■ **WHAT YOU HAVE TO DO**:
What is needed is an exact copy of the entries, with the pictures excluded.

-=-=-=-=-

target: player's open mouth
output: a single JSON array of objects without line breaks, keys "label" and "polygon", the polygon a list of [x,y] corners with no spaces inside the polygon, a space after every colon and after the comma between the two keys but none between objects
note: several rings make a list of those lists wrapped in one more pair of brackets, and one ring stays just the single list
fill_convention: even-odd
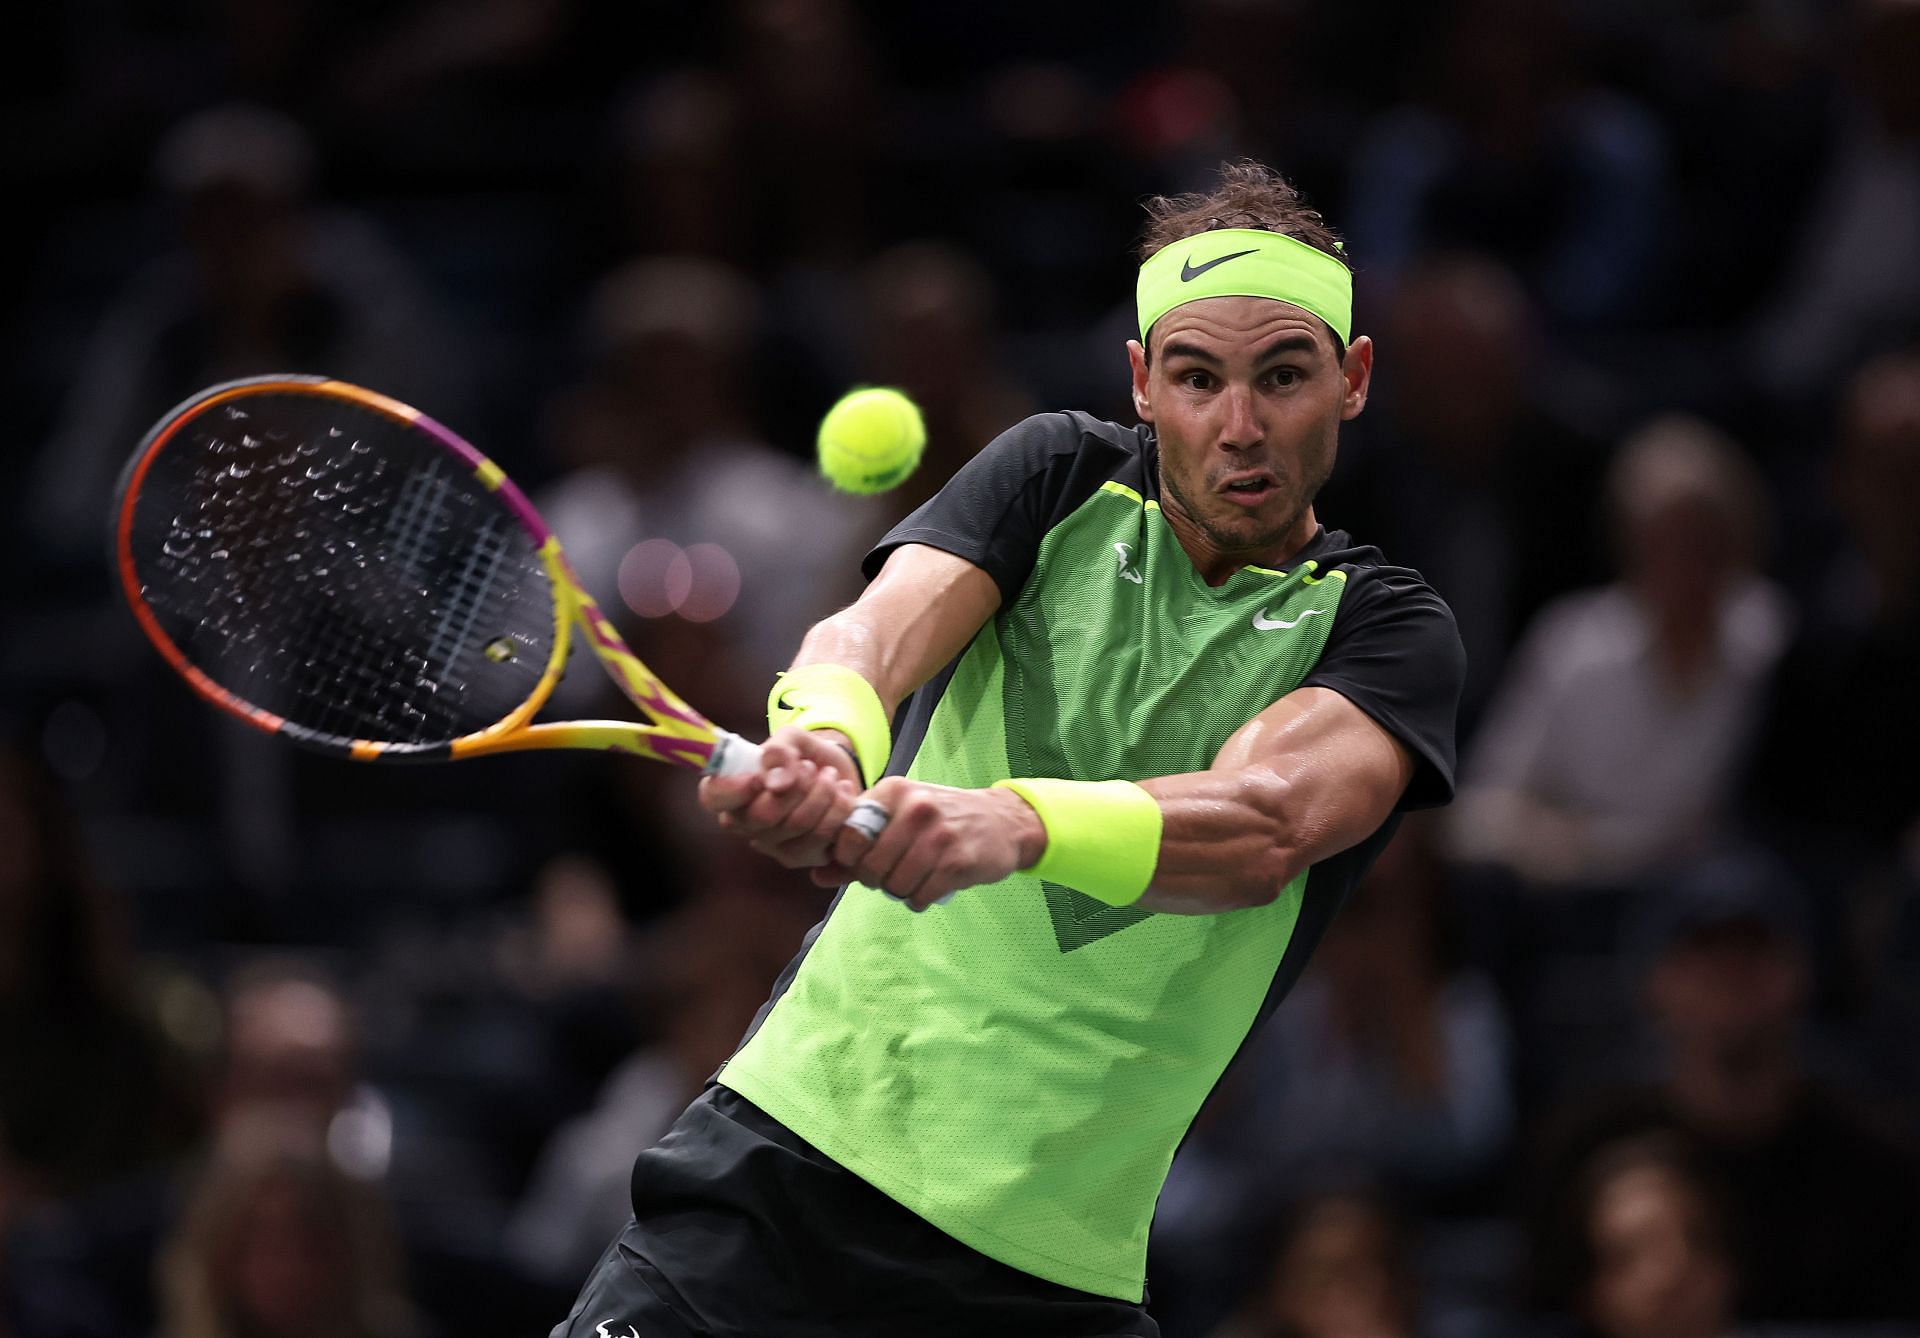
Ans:
[{"label": "player's open mouth", "polygon": [[1265,501],[1279,486],[1278,480],[1271,474],[1247,474],[1228,479],[1221,491],[1236,502],[1251,505]]}]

-=-=-=-=-

■ **OUTPUT**:
target: player's open mouth
output: a single JSON array of objects without line breaks, keys "label" and "polygon", the polygon a list of [x,y] corners with no spaces inside the polygon, a space after every colon and after the comma between the two keys but none between objects
note: several rings make a list of those lists wrapped in one more pair of brackets, and one ring stays just the single list
fill_convention: even-odd
Ans:
[{"label": "player's open mouth", "polygon": [[1265,501],[1279,486],[1278,480],[1271,474],[1247,474],[1228,479],[1221,491],[1236,502],[1251,505]]}]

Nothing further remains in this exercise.